**RECORDS FOR THE TASK**.
--------------------------------

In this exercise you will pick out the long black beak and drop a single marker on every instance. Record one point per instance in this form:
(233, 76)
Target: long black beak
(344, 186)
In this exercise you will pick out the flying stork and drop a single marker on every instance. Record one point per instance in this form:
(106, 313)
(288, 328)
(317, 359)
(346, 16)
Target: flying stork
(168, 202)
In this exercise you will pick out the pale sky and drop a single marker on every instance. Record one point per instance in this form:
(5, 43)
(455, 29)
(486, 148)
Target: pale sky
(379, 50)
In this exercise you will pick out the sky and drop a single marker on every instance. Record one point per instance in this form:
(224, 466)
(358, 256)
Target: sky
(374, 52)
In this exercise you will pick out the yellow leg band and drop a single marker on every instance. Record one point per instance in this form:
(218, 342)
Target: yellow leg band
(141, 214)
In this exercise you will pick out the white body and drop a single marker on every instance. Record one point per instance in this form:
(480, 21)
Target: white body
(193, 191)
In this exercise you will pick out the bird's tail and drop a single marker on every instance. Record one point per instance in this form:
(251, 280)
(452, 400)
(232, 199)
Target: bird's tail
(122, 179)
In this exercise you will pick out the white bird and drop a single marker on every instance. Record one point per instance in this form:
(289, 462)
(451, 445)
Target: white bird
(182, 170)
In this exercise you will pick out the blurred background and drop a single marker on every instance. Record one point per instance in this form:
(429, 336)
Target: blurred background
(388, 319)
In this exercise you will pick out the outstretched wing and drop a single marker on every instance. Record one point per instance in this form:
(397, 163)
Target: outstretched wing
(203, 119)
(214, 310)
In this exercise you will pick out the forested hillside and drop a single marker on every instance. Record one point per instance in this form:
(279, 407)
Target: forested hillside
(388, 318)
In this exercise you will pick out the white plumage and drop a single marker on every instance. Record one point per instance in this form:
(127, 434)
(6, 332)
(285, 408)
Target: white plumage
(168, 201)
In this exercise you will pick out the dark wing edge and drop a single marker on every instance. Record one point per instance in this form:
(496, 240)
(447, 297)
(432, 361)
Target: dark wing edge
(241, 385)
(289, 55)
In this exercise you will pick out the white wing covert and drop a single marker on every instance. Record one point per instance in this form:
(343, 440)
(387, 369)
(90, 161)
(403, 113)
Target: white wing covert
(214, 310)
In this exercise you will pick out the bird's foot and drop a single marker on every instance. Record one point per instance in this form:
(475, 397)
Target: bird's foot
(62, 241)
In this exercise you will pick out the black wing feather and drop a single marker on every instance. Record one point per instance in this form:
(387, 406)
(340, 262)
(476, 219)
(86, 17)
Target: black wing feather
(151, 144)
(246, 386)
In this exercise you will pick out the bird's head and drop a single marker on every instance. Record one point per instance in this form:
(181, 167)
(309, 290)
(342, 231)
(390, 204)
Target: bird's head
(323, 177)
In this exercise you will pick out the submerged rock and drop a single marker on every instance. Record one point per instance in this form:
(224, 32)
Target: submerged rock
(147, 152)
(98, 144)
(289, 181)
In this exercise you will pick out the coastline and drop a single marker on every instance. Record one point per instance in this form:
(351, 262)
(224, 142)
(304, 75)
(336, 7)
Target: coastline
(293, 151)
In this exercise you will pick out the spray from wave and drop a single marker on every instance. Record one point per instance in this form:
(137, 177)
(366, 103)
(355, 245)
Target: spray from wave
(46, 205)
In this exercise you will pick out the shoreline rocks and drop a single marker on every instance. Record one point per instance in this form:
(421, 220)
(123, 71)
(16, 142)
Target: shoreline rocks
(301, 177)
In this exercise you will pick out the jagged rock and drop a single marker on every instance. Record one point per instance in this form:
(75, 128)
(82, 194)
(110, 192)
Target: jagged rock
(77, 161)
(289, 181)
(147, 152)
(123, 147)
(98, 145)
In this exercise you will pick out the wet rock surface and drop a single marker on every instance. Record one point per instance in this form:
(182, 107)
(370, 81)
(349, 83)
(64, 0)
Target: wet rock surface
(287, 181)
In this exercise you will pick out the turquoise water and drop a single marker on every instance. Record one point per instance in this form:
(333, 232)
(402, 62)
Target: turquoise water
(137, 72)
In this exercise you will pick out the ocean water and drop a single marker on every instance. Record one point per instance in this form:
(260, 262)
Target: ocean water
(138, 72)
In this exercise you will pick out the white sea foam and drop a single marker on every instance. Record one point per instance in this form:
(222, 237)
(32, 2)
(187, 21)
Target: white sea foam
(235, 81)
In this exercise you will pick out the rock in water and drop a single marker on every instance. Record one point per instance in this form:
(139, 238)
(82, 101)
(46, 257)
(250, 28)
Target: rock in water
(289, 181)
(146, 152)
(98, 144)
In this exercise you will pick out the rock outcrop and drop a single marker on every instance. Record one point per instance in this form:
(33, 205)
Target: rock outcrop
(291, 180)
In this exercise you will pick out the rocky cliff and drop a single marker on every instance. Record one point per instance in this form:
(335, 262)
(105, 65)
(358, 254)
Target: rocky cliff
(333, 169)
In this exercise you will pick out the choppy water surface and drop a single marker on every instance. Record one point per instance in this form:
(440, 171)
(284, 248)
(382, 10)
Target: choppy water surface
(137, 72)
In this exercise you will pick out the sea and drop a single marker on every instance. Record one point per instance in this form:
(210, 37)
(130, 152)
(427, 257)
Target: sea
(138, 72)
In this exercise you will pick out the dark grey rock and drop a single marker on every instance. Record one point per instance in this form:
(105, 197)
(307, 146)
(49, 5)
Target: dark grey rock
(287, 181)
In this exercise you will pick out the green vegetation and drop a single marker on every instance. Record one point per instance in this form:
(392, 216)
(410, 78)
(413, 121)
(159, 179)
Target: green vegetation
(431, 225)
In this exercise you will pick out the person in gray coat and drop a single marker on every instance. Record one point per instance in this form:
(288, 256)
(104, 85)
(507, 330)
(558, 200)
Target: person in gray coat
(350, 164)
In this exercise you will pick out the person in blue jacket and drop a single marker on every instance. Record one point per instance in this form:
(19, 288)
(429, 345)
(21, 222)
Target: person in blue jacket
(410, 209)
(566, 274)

--------------------------------

**WORK INSTRUCTIONS**. What you should produce is an exact copy of the records above.

**EXERCISE SOLUTION**.
In this exercise you will pick out the long black beak and drop a single marker on every instance. Record one point per instance in this form:
(233, 76)
Target: long black beak
(344, 186)
In this exercise you will pick out the flying stork and drop a single marker on every instance. Record one point per instance in this form:
(106, 313)
(288, 328)
(317, 359)
(346, 16)
Target: flying stork
(168, 202)
In this exercise you will pick out the pale sky and drop a single marker on every instance. Record one point per instance in this form:
(5, 43)
(455, 29)
(486, 148)
Target: pale sky
(379, 50)
In this exercise you will pick out the sky and drop a single marker on every instance. Record one point per instance in this form:
(224, 466)
(358, 256)
Target: sky
(374, 52)
In this exercise you will pick out the yellow leg band and drop a single marker on every instance. Record one point per instance in this form:
(218, 342)
Target: yellow leg band
(141, 214)
In this exercise you will pick out the white body and drop a single marker on every instance. Record one point per instance in this form:
(480, 21)
Target: white body
(193, 191)
In this exercise you will pick out the bird's tail and drop a single marker on every instance. Record one point per instance in this form:
(251, 280)
(452, 400)
(232, 199)
Target: bird's tail
(122, 179)
In this exercise you will pick out the white bird and drop a single marker on every instance. Record one point per instance in this form:
(289, 462)
(451, 445)
Target: white bird
(182, 170)
In this exercise you will pick out the blurred background and drop a single marker on every instance. Record one point per instance in this form:
(429, 336)
Target: blurred background
(388, 319)
In this exercise you will pick out the outstretched wing and drop a single marker on every instance. Record one point per instance in this form:
(397, 163)
Target: outstretched wing
(203, 119)
(214, 310)
In this exercise you will pick out the forested hillside and drop a single marker on every instance. Record one point per instance in this form:
(279, 407)
Target: forested hillside
(388, 318)
In this exercise you will pick out the white plumage and drop a single marker on every instance. Record one point per instance in this form:
(127, 434)
(6, 332)
(285, 408)
Target: white plumage
(168, 201)
In this exercise you will pick out the dark wing edge and drop a single marker on every instance. Record one point per instance in this form:
(496, 240)
(447, 297)
(432, 361)
Target: dark wing edge
(241, 385)
(289, 55)
In this exercise you will pick out the white wing covert and drop a single marker on every instance. Record one point per instance in this form:
(343, 440)
(387, 369)
(90, 161)
(403, 113)
Target: white wing covert
(214, 310)
In this exercise you will pick out the bird's foot and drop a single marker on every instance. Record one point per instance in this form:
(475, 397)
Target: bird's foot
(62, 241)
In this exercise you will pick out the black wing feather and drop a single marker on every instance. Record one point per instance in this form:
(387, 406)
(340, 262)
(476, 219)
(86, 17)
Target: black wing feather
(151, 144)
(246, 386)
In this exercise you will pick out the bird's head and drop a single marker on every instance. Record one point per instance in this form:
(181, 167)
(309, 290)
(342, 231)
(390, 204)
Target: bird's head
(323, 177)
In this exercise you will pick out the submerged rock and drop a single marker on every instance. Record one point per instance in this form:
(224, 32)
Target: submerged rock
(147, 152)
(98, 144)
(289, 181)
In this exercise you will pick out the coastline and drop a single marker on every instance. Record one point per instance in this form:
(351, 262)
(224, 142)
(304, 75)
(336, 7)
Target: coastline
(293, 151)
In this exercise you will pick out the spray from wave and drop a single marker on every instance. Record one point per instance in this form:
(137, 177)
(366, 103)
(355, 245)
Target: spray from wave
(46, 205)
In this exercise you will pick out the shoreline rocks and drop a single marker on every instance. Record one point per instance in this form:
(421, 220)
(123, 71)
(16, 142)
Target: shoreline rocks
(301, 177)
In this exercise you will pick out the jagged rock and drop a single marker on every instance. Record one point per instance in this form:
(75, 128)
(82, 194)
(110, 192)
Target: jagged rock
(77, 161)
(289, 181)
(147, 152)
(123, 147)
(98, 145)
In this exercise you will pick out the wet rock surface and drop a single marker on every instance. Record one point per instance in this form:
(182, 107)
(370, 81)
(349, 83)
(64, 0)
Target: wet rock surface
(287, 181)
In this exercise you will pick out the turquoise water and drop a single marker on every instance. Record one point per instance in this form:
(333, 232)
(402, 62)
Target: turquoise water
(137, 72)
In this exercise you will pick out the ocean water and drop a single marker on every instance. Record one point per instance in this form:
(260, 262)
Target: ocean water
(138, 72)
In this exercise you will pick out the white sea foam and drop a single marker on every instance. Record one point per instance in this form:
(222, 237)
(32, 2)
(187, 21)
Target: white sea foam
(235, 81)
In this exercise you will pick out the rock in water and drop a single marker on every instance. Record one point per instance in this form:
(139, 238)
(82, 101)
(46, 257)
(250, 28)
Target: rock in water
(289, 181)
(146, 152)
(98, 144)
In this exercise you will pick out the rock outcrop and drop a single marker on every instance. Record one point per instance in this form:
(33, 205)
Target: rock outcrop
(291, 180)
In this exercise you will pick out the rocky cliff and drop a single marker on every instance. Record one point per instance in this form:
(335, 262)
(105, 65)
(358, 254)
Target: rocky cliff
(333, 169)
In this exercise you will pick out the choppy water surface and drop a single marker on every instance. Record one point per instance in this form:
(440, 171)
(284, 248)
(382, 10)
Target: choppy water surface
(137, 72)
In this exercise you will pick out the sea and drop a single marker on every instance. Record one point per instance in this form:
(210, 37)
(130, 152)
(427, 257)
Target: sea
(138, 72)
In this exercise you will pick out the dark grey rock and drop a single marker on every instance. Record one point per instance in this form:
(105, 197)
(307, 146)
(49, 5)
Target: dark grey rock
(287, 181)
In this exercise you will pick out the green vegetation and drop a single marker on every instance. Record one point per instance in this form:
(392, 216)
(410, 78)
(413, 121)
(159, 179)
Target: green vegetation
(431, 225)
In this exercise you will pick out the person in gray coat and drop a single marker on every instance. Record one point per instance in this form:
(288, 256)
(104, 85)
(507, 330)
(558, 200)
Target: person in gray coat
(350, 164)
In this exercise you will pick out the person in blue jacket and drop a single marker on every instance. Record one point per instance in this form:
(19, 288)
(429, 345)
(21, 222)
Target: person in blue jacket
(410, 209)
(566, 274)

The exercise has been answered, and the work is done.